BEGIN DOCUMENT SEGMENT

Back with a vengeance

They made us wait 21 damn months – 21! – but the wait was worth it.
Tonight, “The Sopranos” returns to HBO’s prime-time lineup, and every last one of those lovable and equally hateable mobsters – plus a few others – are back with an earth-shattering, life-changing vengeance.
Everything you missed about TV’s greatest drama is there, from the always-shocking – but this time downright stunning – gunfire to the buckets of blood to the continually fraying relationships.
All of which make us want more of Tony Soprano and his dysfunctional families – both of them.
It’s kind of like “The Sopranos” are our old mob buddies who got sent up the river for nearly two years and are now back on the streets. And, of course, that means they’re also back to their wicked ways.
The difference this time around? In the sixth and final season, these guys are loaded with as much tension as too-tight piano wire.
“I think kind of disquieted, sort of rattled, not feeling like things are going well” is the way David Chase described the coming season to reporters in January.
He might have been underplaying that a bit.
You want action? How’s this:
There’s a major shooting early in the run of the new episodes. OK, on its face that isn’t news, but it will be when you find out how it happens and who the victim is. Let’s just say that, in this crooked world, no one is safe. The moment is so shocking, in fact, that it could blow folks out of their seats.
Not enough action for you?
Janice Soprano and her husband, Bobby Baccalieri, will have a baby girl. The flaky and fiery Janice (Aida Turturro) is probably the least-qualified mother in TV history.
Elsewhere, the Soprano kids are growing up – and, as all kids do, growing less appreciative of their family. One major incident, however, nearly makes A.J. take up his father’s business, or at least a part of it, which should cause some major headaches down the road.
Now that Carmela has let Tony back in the house, she worries more about the family – both of them. She seems particularly curious about the missing Adrianna, whom we last saw eating leaves in upstate New York and, presumably, taking a bullet.
Tony and Carmela are the glue that hold this dark American story together, as Chase acknowledges in an early scene when they’re having dinner together and Carmela says that, all things considered, they’re lucky.
Tony, who’s eating more sushi than pasta these days, takes something off his plate and says: “Forty dollars for a piece of fish they just flew in first class. We’re more than lucky.”
It won’t surprise anyone that such an assertion will not go unexplored, and here it leads to a more introspective stretch in the new season’s second episode.

END DOCUMENT SEGMENT
BEGIN SUPPLIED RECORDS

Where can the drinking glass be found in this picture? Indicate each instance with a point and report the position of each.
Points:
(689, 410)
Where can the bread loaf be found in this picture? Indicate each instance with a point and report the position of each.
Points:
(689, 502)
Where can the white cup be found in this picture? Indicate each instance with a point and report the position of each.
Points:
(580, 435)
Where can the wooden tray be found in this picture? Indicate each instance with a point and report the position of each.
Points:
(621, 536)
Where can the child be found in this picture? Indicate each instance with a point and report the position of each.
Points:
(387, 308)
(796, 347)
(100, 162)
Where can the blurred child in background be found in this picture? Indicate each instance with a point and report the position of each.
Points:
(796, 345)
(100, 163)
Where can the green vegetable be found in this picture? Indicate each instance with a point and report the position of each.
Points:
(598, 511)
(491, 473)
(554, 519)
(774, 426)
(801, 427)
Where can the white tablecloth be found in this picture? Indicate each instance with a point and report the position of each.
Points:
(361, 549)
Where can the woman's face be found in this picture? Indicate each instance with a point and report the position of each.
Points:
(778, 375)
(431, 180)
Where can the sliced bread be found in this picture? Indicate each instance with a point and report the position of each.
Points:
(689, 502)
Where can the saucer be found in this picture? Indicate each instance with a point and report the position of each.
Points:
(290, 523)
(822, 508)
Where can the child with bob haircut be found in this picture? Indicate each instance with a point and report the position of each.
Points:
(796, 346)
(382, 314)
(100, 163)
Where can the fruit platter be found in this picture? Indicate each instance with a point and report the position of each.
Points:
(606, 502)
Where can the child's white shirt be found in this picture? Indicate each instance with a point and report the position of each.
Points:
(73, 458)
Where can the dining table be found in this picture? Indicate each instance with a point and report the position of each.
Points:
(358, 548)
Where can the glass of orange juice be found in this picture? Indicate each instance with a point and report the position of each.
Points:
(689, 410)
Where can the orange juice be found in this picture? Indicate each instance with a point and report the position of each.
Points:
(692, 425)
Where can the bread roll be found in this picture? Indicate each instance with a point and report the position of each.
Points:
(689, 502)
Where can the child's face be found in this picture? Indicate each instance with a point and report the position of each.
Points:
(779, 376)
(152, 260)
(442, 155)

END SUPPLIED RECORDS

* **WHAT THE TASK REQUIRES**: Pick up the piece on the return of "The Sopranos" after its last sentence and write what comes next. The rows have nothing to do with the text.

* **OUTPUT BELOW**:
Some “Sopranos” fans find these stretches less interesting, like hockey fans who get tired of all that hockey between the fights. But after all this time with these characters, Chase knows them so well he can explore them with an almost lyrical rhythm.
In one scene, Carmela is talking to Dr. Melfi (Lorraine Bracco) and admits she knew almost from the beginning what line of work Tony was in.
“On the second date,” she says, “he brought my father a $200 power drill.”
“Not your typical story of young love,” deadpans Melfi, whose fans will be glad to know that her legs are again on prominent display.
Outside of the Soprano homestead, Johnny (Sack) Sacramoni is trying to get out of jail, having been tackled in a snowbank in the last season. Phil Leotardo takes over while Johnny’s wearing an orange jumpsuit, but he doesn’t play the game quite the way Sack did, causing even more agitation for Tony – as if he didn’t have enough problems on his very full plate.
Among them are the feds, who are also still trying to nail Tony and his associates.
All of that has made “The Sopranos” the most-watched series ever to air on cable. It averaged 9.8 million Sunday night viewers for its fifth season, and 11 million for its fourth.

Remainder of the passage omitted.